=== EXERCISE PROMPT ===
In the forum thread about the sheep website, what change was made to the fonts on the main section?

=== READING TEXT ===
************

Got a bunch of work done this morning and last nite on the site. All the sheep pages are up and beginning to be fleshed out. See if reading is easier now. I really would hate to start changing colors as it is really quite lovely as it is. But I made the fonts significantly larger on the main section. Sometimes your monitor's contrast is darker than others. I know when I got a new monitor last year, I realized how dark my old one had become over time and from use. I had had a hard time seeing things on the web. I wear glasses to read, and now i can read the text pretty okay.

Feedback?


----------



## MullersLaneFarm (Jul 23, 2004)

I love looking at your sheep! 

Lezlie, could you (if Leise thinks it is a good idea) put the links to the various sheep on every 'about' page instead of making the viewer go back each time?

eta: Puck's link goes to Teacup and Teacup's link doesn't work.

I love the look of Kira's fleece!


----------



## Liese (Dec 12, 2005)

************

Records from a data collection

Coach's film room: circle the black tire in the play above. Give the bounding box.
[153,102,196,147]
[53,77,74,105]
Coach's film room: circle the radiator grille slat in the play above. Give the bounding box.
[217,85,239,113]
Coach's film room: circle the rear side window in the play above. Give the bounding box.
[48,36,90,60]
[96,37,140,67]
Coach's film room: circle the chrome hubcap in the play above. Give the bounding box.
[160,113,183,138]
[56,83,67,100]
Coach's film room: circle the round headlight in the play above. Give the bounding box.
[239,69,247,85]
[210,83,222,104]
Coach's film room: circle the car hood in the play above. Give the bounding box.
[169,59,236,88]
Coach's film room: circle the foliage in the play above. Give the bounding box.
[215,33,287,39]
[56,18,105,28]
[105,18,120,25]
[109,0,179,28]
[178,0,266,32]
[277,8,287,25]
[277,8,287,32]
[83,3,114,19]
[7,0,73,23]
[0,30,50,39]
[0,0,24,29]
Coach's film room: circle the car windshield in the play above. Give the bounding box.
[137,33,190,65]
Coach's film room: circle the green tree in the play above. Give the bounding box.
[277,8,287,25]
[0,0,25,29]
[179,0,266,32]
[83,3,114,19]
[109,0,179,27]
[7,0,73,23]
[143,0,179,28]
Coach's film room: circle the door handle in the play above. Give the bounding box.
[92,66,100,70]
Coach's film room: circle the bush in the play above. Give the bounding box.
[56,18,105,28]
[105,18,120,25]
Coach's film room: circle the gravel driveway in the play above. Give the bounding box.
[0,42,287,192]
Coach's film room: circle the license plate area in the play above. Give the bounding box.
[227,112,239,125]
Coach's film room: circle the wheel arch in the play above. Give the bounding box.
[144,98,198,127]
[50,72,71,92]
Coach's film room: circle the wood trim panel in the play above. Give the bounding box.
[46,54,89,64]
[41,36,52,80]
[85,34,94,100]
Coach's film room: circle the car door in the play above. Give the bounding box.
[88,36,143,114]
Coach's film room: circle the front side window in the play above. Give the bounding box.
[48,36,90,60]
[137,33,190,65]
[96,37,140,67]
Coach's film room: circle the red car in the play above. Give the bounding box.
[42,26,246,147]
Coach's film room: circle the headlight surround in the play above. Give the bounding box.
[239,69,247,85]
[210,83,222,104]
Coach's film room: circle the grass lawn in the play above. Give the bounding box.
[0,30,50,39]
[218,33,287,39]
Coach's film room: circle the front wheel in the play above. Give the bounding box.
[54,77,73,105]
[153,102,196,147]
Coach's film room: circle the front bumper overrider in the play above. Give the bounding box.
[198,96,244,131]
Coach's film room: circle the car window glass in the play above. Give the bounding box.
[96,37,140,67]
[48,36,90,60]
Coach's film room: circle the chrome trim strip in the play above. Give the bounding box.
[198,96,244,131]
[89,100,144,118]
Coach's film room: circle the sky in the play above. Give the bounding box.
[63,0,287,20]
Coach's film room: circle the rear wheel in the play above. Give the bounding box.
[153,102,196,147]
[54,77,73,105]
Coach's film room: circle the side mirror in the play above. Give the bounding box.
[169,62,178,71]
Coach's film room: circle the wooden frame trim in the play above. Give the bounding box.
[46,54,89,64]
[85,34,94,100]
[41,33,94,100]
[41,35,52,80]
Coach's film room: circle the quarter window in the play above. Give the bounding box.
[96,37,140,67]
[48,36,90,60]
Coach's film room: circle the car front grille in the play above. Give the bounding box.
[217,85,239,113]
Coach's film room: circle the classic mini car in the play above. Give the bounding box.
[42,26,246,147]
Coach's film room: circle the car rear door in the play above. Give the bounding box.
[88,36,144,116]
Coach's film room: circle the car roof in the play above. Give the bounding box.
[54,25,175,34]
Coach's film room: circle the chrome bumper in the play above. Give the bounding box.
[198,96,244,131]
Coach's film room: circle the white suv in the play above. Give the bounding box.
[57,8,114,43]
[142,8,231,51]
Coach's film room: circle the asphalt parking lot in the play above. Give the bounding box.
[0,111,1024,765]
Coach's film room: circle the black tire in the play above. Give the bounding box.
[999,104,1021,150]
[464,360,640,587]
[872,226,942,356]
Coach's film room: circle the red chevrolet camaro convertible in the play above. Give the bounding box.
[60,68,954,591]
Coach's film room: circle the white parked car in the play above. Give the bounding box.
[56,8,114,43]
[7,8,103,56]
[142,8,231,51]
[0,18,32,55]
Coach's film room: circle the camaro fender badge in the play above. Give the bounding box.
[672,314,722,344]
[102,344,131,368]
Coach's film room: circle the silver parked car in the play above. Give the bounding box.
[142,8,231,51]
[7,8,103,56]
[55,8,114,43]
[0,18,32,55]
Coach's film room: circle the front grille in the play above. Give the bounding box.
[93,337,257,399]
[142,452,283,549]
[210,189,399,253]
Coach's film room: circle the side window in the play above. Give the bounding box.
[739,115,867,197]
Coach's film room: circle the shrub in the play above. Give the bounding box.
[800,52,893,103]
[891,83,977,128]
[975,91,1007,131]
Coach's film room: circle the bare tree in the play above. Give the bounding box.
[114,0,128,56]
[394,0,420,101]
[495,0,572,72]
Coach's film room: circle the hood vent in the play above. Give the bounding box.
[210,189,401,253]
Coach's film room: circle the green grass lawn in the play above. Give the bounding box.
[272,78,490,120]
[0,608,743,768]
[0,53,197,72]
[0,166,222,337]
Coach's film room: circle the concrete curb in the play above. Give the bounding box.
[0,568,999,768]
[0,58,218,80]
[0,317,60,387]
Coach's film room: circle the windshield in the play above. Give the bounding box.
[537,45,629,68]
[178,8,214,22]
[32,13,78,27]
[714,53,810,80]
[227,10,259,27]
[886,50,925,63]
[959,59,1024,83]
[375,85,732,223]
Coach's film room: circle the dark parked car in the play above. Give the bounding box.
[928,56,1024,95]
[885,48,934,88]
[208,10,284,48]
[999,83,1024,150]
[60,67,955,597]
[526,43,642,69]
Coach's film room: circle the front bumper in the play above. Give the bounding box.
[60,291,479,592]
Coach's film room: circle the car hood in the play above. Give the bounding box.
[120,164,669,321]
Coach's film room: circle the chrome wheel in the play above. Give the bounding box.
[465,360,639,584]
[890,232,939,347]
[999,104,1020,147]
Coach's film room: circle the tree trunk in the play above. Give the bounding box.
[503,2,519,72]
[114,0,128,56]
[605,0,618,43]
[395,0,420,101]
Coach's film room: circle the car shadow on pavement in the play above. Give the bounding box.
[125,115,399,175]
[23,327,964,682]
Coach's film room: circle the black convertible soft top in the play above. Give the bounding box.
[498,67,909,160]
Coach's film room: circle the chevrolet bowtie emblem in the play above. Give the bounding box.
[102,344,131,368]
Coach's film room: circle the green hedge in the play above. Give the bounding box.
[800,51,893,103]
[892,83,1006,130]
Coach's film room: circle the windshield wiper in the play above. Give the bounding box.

************

=== SOLUTION ===
They were made significantly larger.